*** Record excerpts ***

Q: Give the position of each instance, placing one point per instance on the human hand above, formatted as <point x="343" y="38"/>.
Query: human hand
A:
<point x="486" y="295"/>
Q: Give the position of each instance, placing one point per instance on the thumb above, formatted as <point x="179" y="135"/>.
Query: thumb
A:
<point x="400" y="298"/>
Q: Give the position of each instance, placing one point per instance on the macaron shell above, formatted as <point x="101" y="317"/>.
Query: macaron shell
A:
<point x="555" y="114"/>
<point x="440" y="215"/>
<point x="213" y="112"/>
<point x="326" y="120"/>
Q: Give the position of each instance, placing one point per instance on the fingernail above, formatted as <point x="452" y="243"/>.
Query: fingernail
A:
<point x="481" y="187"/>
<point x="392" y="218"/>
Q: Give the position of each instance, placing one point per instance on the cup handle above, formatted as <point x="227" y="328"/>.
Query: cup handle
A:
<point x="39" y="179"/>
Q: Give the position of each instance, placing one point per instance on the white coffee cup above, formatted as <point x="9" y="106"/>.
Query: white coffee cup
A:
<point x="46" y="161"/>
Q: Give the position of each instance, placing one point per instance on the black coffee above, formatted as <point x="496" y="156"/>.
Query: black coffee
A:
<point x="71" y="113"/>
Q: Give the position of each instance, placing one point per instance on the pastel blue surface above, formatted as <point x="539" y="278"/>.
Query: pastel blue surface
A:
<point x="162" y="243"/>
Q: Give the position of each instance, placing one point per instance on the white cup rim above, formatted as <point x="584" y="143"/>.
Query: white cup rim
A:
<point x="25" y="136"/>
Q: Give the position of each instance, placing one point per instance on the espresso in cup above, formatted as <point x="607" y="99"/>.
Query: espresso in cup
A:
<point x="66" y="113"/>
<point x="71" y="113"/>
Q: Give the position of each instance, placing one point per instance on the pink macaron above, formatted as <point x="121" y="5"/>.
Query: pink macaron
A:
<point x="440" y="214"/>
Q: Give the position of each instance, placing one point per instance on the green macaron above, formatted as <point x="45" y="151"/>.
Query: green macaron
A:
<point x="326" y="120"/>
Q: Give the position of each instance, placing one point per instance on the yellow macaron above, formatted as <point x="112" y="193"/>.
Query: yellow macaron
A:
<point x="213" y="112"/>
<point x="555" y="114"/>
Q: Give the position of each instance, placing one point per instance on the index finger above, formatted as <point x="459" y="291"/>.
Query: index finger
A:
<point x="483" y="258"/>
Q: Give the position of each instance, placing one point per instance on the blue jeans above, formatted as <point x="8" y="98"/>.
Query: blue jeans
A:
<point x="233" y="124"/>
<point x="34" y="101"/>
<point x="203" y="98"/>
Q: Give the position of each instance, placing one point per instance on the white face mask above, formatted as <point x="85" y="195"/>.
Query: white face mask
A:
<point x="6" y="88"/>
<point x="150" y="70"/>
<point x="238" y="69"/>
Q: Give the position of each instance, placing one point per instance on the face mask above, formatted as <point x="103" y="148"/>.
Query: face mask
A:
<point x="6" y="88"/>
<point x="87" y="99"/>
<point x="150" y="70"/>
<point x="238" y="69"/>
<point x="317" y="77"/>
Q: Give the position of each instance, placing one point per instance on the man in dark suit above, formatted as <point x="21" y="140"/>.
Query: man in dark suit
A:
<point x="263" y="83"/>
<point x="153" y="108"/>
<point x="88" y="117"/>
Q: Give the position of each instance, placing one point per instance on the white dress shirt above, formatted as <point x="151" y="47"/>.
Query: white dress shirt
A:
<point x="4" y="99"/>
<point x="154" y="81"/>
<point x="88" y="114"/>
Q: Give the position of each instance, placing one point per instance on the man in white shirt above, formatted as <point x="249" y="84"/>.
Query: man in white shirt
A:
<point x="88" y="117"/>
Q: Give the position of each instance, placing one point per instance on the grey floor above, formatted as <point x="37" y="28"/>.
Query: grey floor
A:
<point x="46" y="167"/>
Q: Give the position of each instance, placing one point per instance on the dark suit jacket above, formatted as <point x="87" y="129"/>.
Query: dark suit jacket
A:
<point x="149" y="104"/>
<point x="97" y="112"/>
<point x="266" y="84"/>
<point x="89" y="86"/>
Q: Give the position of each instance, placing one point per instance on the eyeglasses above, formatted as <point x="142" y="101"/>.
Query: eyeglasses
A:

***

◆ How to complete this task
Your task is to extract all of the records exactly.

◆ Answer space
Q: Give the position of each instance, placing one point per instance on the human hand above, formatted as <point x="343" y="38"/>.
Query: human hand
A:
<point x="486" y="295"/>
Q: Give the position of each instance, placing one point per instance on the thumb above, formatted as <point x="179" y="135"/>.
Query: thumb
A:
<point x="400" y="298"/>
Q: Give the position of each instance, placing one point per instance on the macaron shell above, formatted as <point x="101" y="317"/>.
Query: macaron shell
A:
<point x="555" y="114"/>
<point x="440" y="215"/>
<point x="213" y="112"/>
<point x="326" y="120"/>
Q: Give the position of each instance, placing one point per instance on the fingernail above, formatted as <point x="452" y="243"/>.
Query: fingernail
A:
<point x="481" y="187"/>
<point x="392" y="218"/>
Q: Give the position of each instance, placing one point per instance on the cup handle above, formatted as <point x="227" y="328"/>.
Query: cup handle
A:
<point x="39" y="179"/>
Q: Give the position of each instance, placing one point per instance on the white coffee cup above, formatted as <point x="9" y="106"/>.
Query: white coffee cup
A:
<point x="46" y="161"/>
Q: Give the position of each instance, placing one point per instance on the black coffee above, formatted as <point x="496" y="156"/>.
Query: black coffee
A:
<point x="71" y="113"/>
Q: Give the position of each instance, placing one point per instance on the pastel blue surface above, formatted as <point x="539" y="278"/>.
Query: pastel blue surface
A:
<point x="162" y="243"/>
Q: Give the position of each instance, placing one point per instance on the white cup rim above, formatted as <point x="584" y="143"/>.
Query: white cup rim
A:
<point x="25" y="136"/>
Q: Give the position of each instance, placing one point per instance on the espresso in cup above, formatted as <point x="607" y="99"/>.
Query: espresso in cup
A:
<point x="66" y="113"/>
<point x="71" y="113"/>
Q: Give the position of each instance, placing one point per instance on the pink macaron above, formatted as <point x="121" y="5"/>.
Query: pink macaron
A:
<point x="440" y="214"/>
Q: Give the position of each instance, placing one point per instance on the green macaron above, formatted as <point x="45" y="151"/>.
Query: green macaron
A:
<point x="326" y="120"/>
Q: Give the position of each instance, placing one point per instance on the yellow macaron above, formatted as <point x="112" y="193"/>.
Query: yellow macaron
A:
<point x="213" y="112"/>
<point x="555" y="114"/>
Q: Give the position of each instance, placing one point per instance on the index finger above, formatted as <point x="459" y="291"/>.
Query: index finger
A:
<point x="483" y="258"/>
Q: Give the position of each instance, placing one point per instance on the blue jeans above, formatted as <point x="8" y="98"/>.
Query: blue jeans
A:
<point x="233" y="124"/>
<point x="34" y="101"/>
<point x="203" y="98"/>
Q: Give the position of each instance, placing one point per instance on the white face mask above, formatted as <point x="85" y="195"/>.
Query: white face mask
A:
<point x="6" y="88"/>
<point x="150" y="70"/>
<point x="238" y="69"/>
Q: Give the position of each instance, placing one point per instance on the face mask above, formatted as <point x="103" y="148"/>.
Query: face mask
A:
<point x="6" y="88"/>
<point x="87" y="99"/>
<point x="150" y="70"/>
<point x="238" y="69"/>
<point x="317" y="77"/>
Q: Give the position of each instance, placing one point per instance on the man in dark suit above, formatted as <point x="21" y="140"/>.
Query: man in dark suit
A:
<point x="263" y="83"/>
<point x="153" y="108"/>
<point x="88" y="117"/>
Q: Give the position of each instance, placing one point per instance on the white dress shirt above, formatted as <point x="151" y="47"/>.
Query: white dress shirt
A:
<point x="4" y="99"/>
<point x="154" y="81"/>
<point x="88" y="114"/>
Q: Give the position of each instance, placing one point per instance on the man in white shirt above, formatted as <point x="249" y="84"/>.
Query: man in white shirt
A:
<point x="88" y="117"/>
Q: Give the position of each instance, placing one point per instance on the grey floor above, formatted as <point x="37" y="28"/>.
Query: grey floor
A:
<point x="46" y="167"/>
Q: Give the position of each instance, placing one point per instance on the dark suit jacket above, formatted as <point x="87" y="129"/>.
Query: dark suit jacket
A:
<point x="149" y="104"/>
<point x="97" y="112"/>
<point x="266" y="84"/>
<point x="89" y="86"/>
Q: Give the position of each instance, placing one point per instance on the eyeglasses above, formatted as <point x="142" y="101"/>.
Query: eyeglasses
A:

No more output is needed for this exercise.